§ **Problems**:
1: Print the passage of the LSM tree thread between "So you get an" and "correct pattern here.", inclusive.
2: Which read/write patterns for a message queue does the LSM tree thread list? Give every one.
3: Do these statements agree with the LSM tree thread? (a) hyc_symas says InfluxDB's problems with LMDB came mainly from misuse of the API. (b) rakoo says the key in a message queue is a random hash. (c) hyc_symas says a tree offers an advantage for a queue. Answer yes or no for each, quoting the deciding words.

§ **Supplied text**:
[rakoo]

A LSM tree is actually a good idea if you think about it.

The R/W patterns for a message queue are simple:

- Messages are key/value

- key is an autoincrementing id

- Writes are at the end, Reads are from the beginning

- Once a message is processed, it's deleted

So in practice this means that the items are written in an append-only fashion, get merged in bigger chunks, and then get progressively deleted. So at higher levels you don't see the huge latencies due to compaction because all records are deleted. Knowing that keys are only incrementing could also lead to a simple optimization: the compaction phase can be a simple concatenation of files.

So you get an append-only system that progressively removes older entries as they are deleted without resorting to mad science hackery [1]. Why didn't it work for InfluxDB ? All I can guess is that individual entries for each series are all mixed together (InfluxDB wants to be able to manage many series with many tags) and older entries are not deleted as frantically, so you get the latencies we all know with compaction and unpredictable reads.

Now, this is purely theoretical and of course further experimentations are needed to make sure this is correct, but LSM is in my opinion a correct pattern here.

[1] https://gist.github.com/CAFxX/571a1558db9a7b393579

[hyc_symas]

A queue is the correct pattern for a queue. A tree, of any form, offers no advantage.

The InfluxDB experience is definitely illuminating. Their problems with LMDB were mainly due to misuse of the API. https://disqus.com/home/discussion/influxdb/benchmarking_lev...

For batched sequential writes, there is no other DB anywhere near as fast as LMDB http://symas.com/mdb/microbench/ (Section E, Batched Writes)

But even so - the reason LMDB can do this so quickly is because for batched sequential writes it cheats - it's just performing Appends, there's no complicated tree construction/balancing/splitting of any kind going on.

§ **Information provided**:
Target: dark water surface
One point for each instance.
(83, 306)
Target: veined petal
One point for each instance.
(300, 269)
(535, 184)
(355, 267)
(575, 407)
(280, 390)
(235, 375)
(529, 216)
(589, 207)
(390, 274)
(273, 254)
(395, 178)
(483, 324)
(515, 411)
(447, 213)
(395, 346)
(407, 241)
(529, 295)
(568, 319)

--

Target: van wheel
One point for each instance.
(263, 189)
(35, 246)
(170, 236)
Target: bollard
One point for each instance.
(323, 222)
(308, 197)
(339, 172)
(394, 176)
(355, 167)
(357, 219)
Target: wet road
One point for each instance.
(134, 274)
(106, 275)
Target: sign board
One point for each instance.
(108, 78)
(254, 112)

* * *

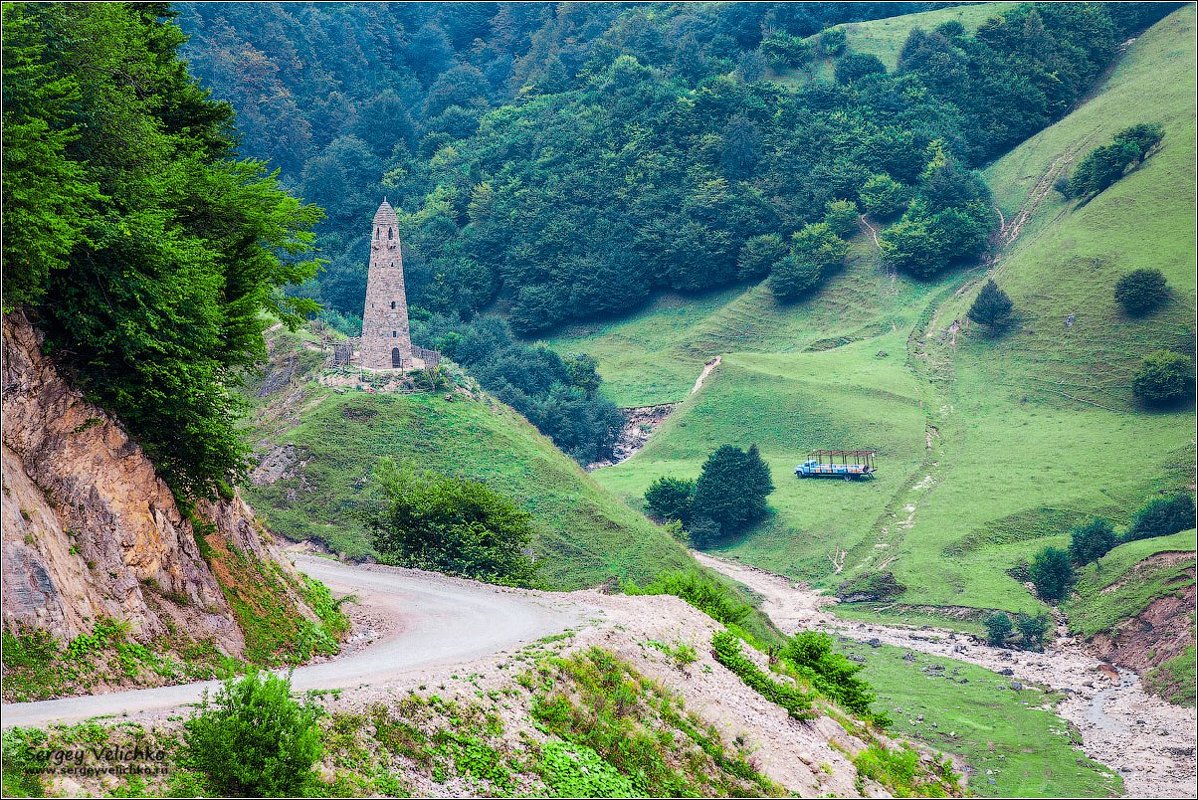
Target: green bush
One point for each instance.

§ **Exercise answers**:
1:
So you get an append-only system that progressively removes older entries as they are deleted without resorting to mad science hackery [1]. Why didn't it work for InfluxDB ? All I can guess is that individual entries for each series are all mixed together (InfluxDB wants to be able to manage many series with many tags) and older entries are not deleted as frantically, so you get the latencies we all know with compaction and unpredictable reads.

Now, this is purely theoretical and of course further experimentations are needed to make sure this is correct, but LSM is in my opinion a correct pattern here.

2:
- Messages are key/value
- key is an autoincrementing id
- Writes are at the end, Reads are from the beginning
- Once a message is processed, it's deleted

3:
(a) Yes: "Their problems with LMDB were mainly due to misuse of the API."
(b) No: "key is an autoincrementing id"
(c) No: "A tree, of any form, offers no advantage."